Rewrite the lines below, starting at the line that contains "Indicate one point for each instance of the travel" and ending at the last line, with "bicycle" substituted by "bike" and everything else unchanged.

### Task inputs

(begin)

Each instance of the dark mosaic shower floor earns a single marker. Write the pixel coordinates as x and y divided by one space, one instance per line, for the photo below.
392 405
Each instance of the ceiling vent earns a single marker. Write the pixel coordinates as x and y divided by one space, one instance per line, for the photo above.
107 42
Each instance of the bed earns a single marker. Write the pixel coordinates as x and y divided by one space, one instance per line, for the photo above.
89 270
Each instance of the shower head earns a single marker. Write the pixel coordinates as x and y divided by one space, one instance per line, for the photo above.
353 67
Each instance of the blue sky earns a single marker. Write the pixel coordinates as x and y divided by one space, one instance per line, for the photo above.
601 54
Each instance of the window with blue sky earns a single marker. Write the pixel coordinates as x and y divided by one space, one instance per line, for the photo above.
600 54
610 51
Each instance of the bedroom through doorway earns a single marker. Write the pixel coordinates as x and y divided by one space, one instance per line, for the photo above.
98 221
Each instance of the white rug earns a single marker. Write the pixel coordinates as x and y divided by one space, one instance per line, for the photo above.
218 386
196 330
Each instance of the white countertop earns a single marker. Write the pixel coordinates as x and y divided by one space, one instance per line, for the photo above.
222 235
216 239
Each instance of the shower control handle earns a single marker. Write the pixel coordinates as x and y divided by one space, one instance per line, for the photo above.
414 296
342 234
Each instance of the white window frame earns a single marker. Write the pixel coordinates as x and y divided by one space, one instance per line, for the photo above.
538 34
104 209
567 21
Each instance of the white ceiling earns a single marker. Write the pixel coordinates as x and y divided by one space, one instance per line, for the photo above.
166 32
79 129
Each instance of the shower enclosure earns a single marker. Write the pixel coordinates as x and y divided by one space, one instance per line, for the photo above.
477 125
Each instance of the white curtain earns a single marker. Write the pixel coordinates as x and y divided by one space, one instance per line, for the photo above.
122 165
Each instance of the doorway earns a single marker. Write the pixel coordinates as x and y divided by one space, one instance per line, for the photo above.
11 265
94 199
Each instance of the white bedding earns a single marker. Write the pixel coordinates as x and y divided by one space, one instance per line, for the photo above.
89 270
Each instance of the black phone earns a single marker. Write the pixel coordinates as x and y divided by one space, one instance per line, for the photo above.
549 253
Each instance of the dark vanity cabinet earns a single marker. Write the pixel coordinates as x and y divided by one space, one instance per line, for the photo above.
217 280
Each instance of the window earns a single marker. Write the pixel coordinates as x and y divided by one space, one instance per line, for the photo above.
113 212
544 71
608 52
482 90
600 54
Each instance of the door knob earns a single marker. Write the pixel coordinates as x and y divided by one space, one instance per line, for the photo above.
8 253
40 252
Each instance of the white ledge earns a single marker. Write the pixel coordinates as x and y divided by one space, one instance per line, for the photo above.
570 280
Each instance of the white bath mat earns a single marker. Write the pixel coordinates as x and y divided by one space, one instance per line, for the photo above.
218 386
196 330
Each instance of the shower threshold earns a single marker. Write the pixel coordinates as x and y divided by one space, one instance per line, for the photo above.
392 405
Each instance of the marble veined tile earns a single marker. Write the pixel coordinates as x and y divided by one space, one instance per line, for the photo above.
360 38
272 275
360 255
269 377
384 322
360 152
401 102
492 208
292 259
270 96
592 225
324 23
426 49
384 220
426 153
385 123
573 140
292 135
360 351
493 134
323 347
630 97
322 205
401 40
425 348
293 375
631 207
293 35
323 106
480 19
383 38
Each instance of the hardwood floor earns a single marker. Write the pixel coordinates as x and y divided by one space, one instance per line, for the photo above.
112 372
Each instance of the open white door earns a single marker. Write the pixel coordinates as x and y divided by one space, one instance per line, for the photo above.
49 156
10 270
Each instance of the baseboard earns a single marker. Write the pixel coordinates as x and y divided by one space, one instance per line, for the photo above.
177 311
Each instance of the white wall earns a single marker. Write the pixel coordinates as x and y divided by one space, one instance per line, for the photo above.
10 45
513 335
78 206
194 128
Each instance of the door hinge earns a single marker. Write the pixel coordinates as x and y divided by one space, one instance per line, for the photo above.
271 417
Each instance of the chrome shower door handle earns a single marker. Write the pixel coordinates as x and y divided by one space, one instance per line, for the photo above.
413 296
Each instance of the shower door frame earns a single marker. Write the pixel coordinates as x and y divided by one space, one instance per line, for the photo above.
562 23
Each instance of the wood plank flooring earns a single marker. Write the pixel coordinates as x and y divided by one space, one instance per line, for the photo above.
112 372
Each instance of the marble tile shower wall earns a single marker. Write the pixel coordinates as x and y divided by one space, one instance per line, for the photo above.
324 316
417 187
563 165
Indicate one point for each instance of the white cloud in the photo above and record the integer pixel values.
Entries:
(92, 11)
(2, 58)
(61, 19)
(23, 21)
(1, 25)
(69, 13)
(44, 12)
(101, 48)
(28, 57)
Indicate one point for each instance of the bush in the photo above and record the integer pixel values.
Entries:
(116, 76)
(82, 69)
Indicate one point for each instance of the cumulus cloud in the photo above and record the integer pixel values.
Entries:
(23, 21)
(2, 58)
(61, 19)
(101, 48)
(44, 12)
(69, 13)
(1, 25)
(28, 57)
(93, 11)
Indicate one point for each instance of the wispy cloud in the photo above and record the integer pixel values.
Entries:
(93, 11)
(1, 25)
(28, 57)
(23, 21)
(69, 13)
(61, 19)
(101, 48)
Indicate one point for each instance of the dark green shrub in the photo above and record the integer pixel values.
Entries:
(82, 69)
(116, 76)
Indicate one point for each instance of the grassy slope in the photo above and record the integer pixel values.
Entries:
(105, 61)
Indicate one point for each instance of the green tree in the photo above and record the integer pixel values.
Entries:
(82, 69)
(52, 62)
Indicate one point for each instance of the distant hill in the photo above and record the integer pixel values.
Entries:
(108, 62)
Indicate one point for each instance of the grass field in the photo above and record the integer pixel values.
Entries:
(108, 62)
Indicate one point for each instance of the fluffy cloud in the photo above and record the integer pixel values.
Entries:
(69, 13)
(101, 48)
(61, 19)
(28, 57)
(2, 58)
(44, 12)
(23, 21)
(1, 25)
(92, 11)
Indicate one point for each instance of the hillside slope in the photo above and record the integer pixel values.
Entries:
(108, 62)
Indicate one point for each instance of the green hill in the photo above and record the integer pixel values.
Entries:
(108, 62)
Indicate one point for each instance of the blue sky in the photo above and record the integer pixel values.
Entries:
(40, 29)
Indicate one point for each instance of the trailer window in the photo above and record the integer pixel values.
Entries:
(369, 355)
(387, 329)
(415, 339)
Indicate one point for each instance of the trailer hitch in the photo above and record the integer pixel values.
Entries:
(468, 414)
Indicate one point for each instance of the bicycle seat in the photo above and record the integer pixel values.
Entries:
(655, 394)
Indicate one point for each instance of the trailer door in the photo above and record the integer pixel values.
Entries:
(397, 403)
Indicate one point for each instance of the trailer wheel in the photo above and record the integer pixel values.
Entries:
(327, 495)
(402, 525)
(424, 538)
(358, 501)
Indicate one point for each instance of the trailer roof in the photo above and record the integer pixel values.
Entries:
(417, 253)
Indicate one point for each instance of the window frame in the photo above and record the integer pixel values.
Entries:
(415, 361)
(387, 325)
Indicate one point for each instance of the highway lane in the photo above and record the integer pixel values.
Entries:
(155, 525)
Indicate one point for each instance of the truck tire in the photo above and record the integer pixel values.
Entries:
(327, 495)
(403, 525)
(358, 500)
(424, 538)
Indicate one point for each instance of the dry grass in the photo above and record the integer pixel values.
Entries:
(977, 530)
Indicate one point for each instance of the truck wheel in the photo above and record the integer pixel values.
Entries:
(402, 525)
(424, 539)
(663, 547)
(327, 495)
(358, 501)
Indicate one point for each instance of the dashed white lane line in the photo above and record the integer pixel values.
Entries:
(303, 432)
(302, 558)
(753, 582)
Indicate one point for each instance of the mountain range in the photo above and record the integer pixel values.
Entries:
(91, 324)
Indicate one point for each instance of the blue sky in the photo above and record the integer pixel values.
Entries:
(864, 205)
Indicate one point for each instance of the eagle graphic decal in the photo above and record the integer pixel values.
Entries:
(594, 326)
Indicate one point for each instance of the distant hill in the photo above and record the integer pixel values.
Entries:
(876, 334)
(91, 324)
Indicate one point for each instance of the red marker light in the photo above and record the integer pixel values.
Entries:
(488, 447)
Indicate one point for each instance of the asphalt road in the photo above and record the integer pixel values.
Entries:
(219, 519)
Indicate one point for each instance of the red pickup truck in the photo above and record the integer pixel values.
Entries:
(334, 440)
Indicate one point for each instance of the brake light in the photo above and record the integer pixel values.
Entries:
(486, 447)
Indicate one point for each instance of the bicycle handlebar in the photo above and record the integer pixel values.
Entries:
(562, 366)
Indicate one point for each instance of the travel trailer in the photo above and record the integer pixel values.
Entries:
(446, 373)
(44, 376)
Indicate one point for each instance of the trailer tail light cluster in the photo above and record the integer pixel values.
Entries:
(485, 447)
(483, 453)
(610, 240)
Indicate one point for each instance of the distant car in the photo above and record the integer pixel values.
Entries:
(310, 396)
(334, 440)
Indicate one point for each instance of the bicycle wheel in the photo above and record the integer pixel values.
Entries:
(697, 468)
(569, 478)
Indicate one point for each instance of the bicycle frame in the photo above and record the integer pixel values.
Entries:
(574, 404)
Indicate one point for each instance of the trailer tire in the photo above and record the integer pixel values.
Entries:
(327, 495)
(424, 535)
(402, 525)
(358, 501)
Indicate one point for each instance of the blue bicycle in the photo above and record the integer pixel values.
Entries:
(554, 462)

(end)

### Reply to the exercise
Indicate one point for each instance of the travel trailer in the photo above and record the integer pixel values.
Entries:
(446, 373)
(44, 376)
Indicate one point for each instance of the trailer tail light cluster in the photo above and record the integer pixel values.
Entries:
(485, 447)
(483, 453)
(610, 240)
Indicate one point for each instance of the distant car in the photo above and record the integer pixel values.
Entries:
(310, 396)
(334, 440)
Indicate one point for each instance of the bike wheel in the photo above and record the integer pixel values.
Entries:
(697, 468)
(569, 478)
Indicate one point for each instance of the bike frame in the photo above and record the integer pixel values.
Entries:
(574, 404)
Indicate one point for each instance of the trailer tire in the photo above and record the integer pixel values.
Entries:
(327, 495)
(424, 535)
(402, 525)
(358, 501)
Indicate one point for each instance of the blue bike in the photo above and record the integer pixel values.
Entries:
(554, 462)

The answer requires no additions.